* [Description of the task] All of the data is to be restated word for word.

Segment Start: Task inputs

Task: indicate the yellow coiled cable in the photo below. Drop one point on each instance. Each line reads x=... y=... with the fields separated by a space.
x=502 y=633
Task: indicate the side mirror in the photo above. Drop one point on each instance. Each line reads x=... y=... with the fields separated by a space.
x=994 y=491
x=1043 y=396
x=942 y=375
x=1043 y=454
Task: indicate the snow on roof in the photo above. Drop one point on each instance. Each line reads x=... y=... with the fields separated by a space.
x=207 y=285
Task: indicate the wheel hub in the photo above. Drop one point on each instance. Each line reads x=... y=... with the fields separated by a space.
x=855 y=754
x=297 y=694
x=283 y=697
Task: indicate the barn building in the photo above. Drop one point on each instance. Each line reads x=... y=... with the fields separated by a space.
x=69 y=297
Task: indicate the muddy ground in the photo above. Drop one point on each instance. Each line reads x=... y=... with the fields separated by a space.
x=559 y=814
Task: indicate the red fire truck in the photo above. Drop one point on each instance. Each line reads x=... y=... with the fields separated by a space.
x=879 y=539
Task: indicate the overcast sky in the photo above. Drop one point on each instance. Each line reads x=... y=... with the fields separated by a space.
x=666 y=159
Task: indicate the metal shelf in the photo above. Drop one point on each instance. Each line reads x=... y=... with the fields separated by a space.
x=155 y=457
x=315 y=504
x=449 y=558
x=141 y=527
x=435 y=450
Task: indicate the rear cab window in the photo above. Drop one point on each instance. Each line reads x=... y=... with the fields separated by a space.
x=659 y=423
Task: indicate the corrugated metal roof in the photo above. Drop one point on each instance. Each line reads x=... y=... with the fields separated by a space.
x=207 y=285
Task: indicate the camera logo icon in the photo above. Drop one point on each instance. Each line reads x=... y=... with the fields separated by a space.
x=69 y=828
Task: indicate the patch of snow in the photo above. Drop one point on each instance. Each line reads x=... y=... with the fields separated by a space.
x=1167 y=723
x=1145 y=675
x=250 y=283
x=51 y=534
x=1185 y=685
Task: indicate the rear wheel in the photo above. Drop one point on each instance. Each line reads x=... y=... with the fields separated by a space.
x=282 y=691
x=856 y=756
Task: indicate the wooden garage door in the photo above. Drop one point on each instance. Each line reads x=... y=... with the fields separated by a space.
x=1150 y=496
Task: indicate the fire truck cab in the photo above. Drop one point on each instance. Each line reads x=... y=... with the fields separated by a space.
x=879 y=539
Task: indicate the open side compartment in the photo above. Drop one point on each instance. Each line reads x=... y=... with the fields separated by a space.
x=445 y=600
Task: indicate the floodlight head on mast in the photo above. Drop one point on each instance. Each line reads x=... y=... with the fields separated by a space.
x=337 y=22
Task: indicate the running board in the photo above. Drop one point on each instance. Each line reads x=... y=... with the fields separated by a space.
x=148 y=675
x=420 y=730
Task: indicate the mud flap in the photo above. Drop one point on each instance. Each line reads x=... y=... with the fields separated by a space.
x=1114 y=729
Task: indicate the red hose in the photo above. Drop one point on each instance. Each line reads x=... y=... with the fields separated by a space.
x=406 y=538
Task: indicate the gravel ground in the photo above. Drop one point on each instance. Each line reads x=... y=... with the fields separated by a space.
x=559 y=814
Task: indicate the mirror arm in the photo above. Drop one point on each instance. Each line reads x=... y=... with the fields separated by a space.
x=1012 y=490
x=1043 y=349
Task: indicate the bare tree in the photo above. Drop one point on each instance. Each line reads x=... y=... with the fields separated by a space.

Segment End: Task inputs

* [Exercise response]
Task: indicate the yellow coiled cable in the photo below. Drop one point on each instance. Each line reads x=... y=... with the fields separated by a space.
x=502 y=633
Task: indicate the side mirror in the photo above. Drop one point on each instance. Each line reads x=... y=... with the fields separated by a space.
x=994 y=491
x=1043 y=396
x=942 y=375
x=1043 y=454
Task: indicate the snow on roof in the photo above. Drop one point on each instance. Each line reads x=... y=... with the fields separated by a space.
x=207 y=285
Task: indicate the wheel hub in the photo above. Drop one point on each instance. Each line reads x=... y=... with the fields separated by a space.
x=855 y=754
x=297 y=694
x=283 y=697
Task: indicate the barn building in the photo above. Drop one point on each instance. Each line reads x=... y=... with the fields separated by a space.
x=69 y=297
Task: indicate the muddy ground in the photo above. Drop one point on each instance. Each line reads x=... y=... with the fields separated by a space.
x=559 y=814
Task: indicate the red fire truck in the photo above. Drop one point on each instance. Each line reads x=... y=... with the fields separated by a space.
x=879 y=539
Task: indicate the overcast sky in the photo above. Drop one point on each instance. Each line reads x=... y=... with the fields separated by a space.
x=666 y=159
Task: indicate the metal shelf in the photo above. Drop one point on each instance. Each line reads x=... y=... with the fields separated by a space.
x=155 y=457
x=315 y=504
x=449 y=558
x=141 y=527
x=435 y=450
Task: indicate the rear cab window in the photo above. Drop one point on each instance. Each line reads x=... y=... with the fields separated by a space.
x=659 y=423
Task: indicate the corrugated metal roof in the photo above. Drop one point on each instance. Each line reads x=... y=... with the fields separated by a space.
x=207 y=285
Task: indicate the camera logo icon in the photo above. Drop one point on each instance. Each line reads x=... y=... with the fields separated by a space.
x=69 y=828
Task: indicate the patch of snow in the photo above. Drop one point on each instance. Each line reads x=... y=... with the fields separated by a space.
x=1167 y=723
x=1145 y=675
x=250 y=283
x=51 y=534
x=1185 y=685
Task: indicate the rear wheel in the photo above. Drop one point on each instance. Each line reads x=... y=... with the fields separated by a space.
x=282 y=691
x=856 y=756
Task: indicate the wooden garage door in the photo above. Drop one point on each instance. Each line reads x=... y=... with the fields separated by a space.
x=1150 y=496
Task: indicate the fire truck cab in the photo above. Drop one point on each instance. Each line reads x=... y=... with the fields separated by a space.
x=879 y=539
Task: indicate the open side compartment in the photo above. Drop one point on each instance. Each line reads x=... y=... with the fields separated by a space.
x=445 y=600
Task: indicate the floodlight head on mast in the photo above. Drop one point on each instance. Each line reads x=... y=... with the fields separated by a space.
x=337 y=22
Task: indicate the running board in the photo above. Drop one point on each instance. Each line reads x=... y=... with the fields separated by a space.
x=148 y=675
x=420 y=730
Task: indicate the mud flap in the photo above. Drop one point on each instance. Each line reads x=... y=... with the fields separated by a space.
x=1114 y=729
Task: indicate the red hose in the photo above. Drop one point on each instance. Each line reads x=... y=... with the fields separated by a space.
x=406 y=538
Task: indicate the gravel ground in the photo above. Drop one point on each instance. Each line reads x=... y=... with the fields separated by a space.
x=559 y=814
Task: indicate the mirror arm in the photo above. Drop one point on each instance. Each line reads x=... y=... with the fields separated by a space.
x=1012 y=490
x=1043 y=349
Task: indicate the bare tree in the photo above. Drop one point on each instance. Each line reads x=... y=... with the fields separated by a space.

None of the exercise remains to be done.